Problem to solve. Copy out, without any change, everything from the row containing "Every instance of the gravel" down to the final row below.

------------------------

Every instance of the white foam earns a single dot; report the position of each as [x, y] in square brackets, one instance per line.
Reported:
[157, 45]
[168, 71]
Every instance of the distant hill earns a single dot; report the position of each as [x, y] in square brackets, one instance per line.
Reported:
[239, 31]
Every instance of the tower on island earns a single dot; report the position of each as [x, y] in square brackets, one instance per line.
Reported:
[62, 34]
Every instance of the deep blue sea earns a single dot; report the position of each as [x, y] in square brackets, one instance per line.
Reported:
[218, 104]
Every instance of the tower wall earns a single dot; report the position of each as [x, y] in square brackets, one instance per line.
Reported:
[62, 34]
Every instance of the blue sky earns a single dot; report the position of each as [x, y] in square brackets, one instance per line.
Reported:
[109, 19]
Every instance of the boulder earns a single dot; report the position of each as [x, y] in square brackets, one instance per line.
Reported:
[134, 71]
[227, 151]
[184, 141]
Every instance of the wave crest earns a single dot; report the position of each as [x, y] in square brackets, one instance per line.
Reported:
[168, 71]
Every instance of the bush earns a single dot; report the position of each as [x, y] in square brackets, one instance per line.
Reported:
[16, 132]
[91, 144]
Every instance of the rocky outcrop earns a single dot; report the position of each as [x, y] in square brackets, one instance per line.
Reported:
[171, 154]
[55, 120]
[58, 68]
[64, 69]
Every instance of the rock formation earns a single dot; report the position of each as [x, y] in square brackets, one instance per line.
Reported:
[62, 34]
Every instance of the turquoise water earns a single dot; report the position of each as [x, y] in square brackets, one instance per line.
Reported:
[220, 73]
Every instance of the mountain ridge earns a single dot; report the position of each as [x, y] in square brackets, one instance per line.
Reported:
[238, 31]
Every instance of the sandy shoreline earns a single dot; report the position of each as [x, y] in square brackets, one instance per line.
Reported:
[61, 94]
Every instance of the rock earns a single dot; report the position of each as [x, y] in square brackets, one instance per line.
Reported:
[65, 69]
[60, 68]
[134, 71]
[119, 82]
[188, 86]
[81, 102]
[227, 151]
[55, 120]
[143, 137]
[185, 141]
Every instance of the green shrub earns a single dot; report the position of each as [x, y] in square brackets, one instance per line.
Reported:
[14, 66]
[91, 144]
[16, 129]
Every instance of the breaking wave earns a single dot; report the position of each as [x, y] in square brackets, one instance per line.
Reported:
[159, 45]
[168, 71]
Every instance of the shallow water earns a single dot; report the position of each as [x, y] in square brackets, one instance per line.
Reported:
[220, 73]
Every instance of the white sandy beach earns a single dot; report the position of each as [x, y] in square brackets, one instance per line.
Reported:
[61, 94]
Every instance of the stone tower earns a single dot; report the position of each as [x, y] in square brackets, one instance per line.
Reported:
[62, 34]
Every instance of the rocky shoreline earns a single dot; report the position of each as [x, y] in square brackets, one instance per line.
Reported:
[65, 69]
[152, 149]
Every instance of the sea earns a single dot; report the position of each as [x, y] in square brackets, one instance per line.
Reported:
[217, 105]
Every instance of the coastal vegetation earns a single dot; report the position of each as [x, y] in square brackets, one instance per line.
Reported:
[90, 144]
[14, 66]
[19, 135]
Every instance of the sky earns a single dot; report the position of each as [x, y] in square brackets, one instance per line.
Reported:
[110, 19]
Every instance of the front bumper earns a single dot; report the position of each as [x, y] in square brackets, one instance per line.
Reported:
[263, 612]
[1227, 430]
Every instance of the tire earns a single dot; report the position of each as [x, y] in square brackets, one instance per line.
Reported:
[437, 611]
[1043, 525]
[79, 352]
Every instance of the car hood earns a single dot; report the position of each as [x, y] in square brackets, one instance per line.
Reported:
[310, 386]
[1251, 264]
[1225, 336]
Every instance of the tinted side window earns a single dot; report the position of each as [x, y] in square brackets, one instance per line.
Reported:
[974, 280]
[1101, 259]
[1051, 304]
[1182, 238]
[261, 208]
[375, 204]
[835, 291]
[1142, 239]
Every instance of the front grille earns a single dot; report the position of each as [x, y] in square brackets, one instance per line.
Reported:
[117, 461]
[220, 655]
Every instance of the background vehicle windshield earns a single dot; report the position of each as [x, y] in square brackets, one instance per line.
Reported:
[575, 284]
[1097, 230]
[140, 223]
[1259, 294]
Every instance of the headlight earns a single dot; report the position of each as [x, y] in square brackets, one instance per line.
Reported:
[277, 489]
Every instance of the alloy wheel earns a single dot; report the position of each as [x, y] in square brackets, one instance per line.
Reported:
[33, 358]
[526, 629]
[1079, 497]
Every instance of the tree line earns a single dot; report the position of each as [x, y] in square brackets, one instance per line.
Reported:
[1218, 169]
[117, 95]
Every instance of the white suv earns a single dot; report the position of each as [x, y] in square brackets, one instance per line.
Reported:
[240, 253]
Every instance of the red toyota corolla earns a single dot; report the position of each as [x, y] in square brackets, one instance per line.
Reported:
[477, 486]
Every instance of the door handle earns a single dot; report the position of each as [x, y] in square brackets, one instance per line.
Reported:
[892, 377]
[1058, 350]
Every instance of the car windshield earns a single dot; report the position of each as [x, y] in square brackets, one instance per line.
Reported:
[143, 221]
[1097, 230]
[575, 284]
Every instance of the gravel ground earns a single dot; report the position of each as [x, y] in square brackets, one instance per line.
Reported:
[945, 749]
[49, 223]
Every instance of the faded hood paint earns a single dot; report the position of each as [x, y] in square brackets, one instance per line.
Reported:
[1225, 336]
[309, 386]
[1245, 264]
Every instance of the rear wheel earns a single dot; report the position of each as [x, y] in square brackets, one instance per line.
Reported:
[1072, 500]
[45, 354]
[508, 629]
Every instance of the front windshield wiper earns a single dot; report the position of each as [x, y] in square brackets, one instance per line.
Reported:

------------------------

Solution to this problem.
Every instance of the gravel ground earns a single dot; report the position of each as [x, y] in square brackets, one instance per line.
Reported:
[945, 749]
[49, 223]
Every instance of the faded hood paint earns a single dot; report the position of each as [x, y] in square brackets, one instance per line.
Reported:
[1225, 336]
[309, 386]
[1245, 264]
Every instance of the rear wheel earns a single dot; report the position of each as [x, y] in square brackets, one instance per line.
Reported:
[1072, 500]
[45, 354]
[508, 629]
Every instance of the front windshield wiper earns a single dot; report the position of each as [x, y] in square brackets, one instance per line.
Reported:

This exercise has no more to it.